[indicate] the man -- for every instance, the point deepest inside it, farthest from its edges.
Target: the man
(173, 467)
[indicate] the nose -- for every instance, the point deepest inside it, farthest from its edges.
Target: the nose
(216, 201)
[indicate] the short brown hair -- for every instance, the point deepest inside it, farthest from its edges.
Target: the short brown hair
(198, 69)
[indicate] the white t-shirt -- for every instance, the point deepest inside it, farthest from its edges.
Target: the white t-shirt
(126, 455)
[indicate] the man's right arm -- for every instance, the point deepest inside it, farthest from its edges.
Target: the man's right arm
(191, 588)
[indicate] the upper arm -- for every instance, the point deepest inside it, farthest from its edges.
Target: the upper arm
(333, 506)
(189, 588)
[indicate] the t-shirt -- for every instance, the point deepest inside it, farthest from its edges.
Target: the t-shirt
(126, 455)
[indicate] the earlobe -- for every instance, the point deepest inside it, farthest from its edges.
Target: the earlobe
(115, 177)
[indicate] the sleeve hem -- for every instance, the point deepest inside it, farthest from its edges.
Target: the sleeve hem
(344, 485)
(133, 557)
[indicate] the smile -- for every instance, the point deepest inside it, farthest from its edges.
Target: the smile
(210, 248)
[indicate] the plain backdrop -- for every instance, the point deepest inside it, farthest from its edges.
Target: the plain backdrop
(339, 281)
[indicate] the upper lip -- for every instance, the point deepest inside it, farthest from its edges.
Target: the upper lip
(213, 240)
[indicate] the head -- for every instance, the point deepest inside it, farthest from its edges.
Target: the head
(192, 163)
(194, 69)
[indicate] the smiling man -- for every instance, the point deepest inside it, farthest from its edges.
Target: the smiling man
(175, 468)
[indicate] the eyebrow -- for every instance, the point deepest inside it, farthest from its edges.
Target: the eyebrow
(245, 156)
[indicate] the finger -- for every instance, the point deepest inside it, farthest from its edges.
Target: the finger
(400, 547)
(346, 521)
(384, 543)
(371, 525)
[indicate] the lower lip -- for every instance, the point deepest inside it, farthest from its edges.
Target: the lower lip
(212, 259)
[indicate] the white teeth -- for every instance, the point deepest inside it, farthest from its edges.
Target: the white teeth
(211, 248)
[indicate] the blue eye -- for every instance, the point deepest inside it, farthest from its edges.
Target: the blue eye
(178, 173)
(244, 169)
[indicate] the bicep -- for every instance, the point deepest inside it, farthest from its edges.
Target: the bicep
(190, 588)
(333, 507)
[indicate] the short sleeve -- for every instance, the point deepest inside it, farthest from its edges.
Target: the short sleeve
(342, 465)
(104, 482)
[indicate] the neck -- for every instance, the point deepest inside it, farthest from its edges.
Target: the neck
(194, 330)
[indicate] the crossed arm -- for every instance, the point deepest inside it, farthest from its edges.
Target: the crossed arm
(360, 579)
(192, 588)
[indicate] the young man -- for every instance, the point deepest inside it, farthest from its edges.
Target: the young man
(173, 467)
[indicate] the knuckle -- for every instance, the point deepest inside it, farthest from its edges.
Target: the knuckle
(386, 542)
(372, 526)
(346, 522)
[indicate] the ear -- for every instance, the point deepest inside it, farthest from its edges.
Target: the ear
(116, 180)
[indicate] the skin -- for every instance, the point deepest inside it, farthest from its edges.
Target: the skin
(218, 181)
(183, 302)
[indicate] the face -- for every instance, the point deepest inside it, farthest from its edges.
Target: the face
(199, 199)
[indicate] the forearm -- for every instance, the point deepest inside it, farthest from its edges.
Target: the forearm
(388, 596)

* Exercise objective:
Can you rewrite every line of the data from the line with "[indicate] the short sleeve" up to and including the final line, leaving each line unchanged except that the point coordinates in the answers are multiplied by 1.75 and rounded to whole numbers, with halves rounded up?

* Output of the exercise:
[indicate] the short sleeve -- for every instance, the point deepest inside it, farthest from its edges.
Target: the short sleeve
(599, 814)
(182, 844)
[indicate] the neck -- for every instance, the point deepest inside it, farthest from its edges.
Target: the neck
(340, 578)
[indicate] the crossed arm -- for every instance, the point deepest inside it, farthest from its edges.
Target: the crossed arm
(630, 1013)
(336, 1029)
[indicate] the young man -- for every instance, the point deepest inside it, farthest from its edges.
Target: the young man
(303, 817)
[indicate] the knuckle -- for every instance, the point deepest inside it, farthest from its edges.
Target: the knuckle
(676, 949)
(651, 921)
(606, 914)
[indicate] the ear -- for every instance, the point deepest inside it, farthest from its edges.
Target: the ear
(203, 315)
[indicate] the skin -- for every instance, the point deepest inside it, farthest from its edges.
Target: the skin
(382, 317)
(320, 529)
[indicate] the face -- for every instance, the point deepest inside it, farthest from its edges.
Target: the face
(348, 348)
[indicate] the forearm -- for every instance, the point deepest inside it, farthest from its edges.
Target: the forearm
(679, 1043)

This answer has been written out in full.